--- start DATA ENTRIES ---

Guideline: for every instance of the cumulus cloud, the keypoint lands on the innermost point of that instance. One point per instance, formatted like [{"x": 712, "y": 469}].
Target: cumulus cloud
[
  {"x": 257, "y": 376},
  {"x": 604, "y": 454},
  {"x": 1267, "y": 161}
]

--- end DATA ENTRIES ---

Rewrite the rows so that "cumulus cloud" becomes "storm cloud" wherever it appears, changing nothing else.

Guideline: for every instance of the storm cloud, the keypoint lands on the innermost point of that instance. One point per instance, formatted like [{"x": 712, "y": 469}].
Target: storm cloud
[
  {"x": 257, "y": 376},
  {"x": 604, "y": 454},
  {"x": 1267, "y": 161}
]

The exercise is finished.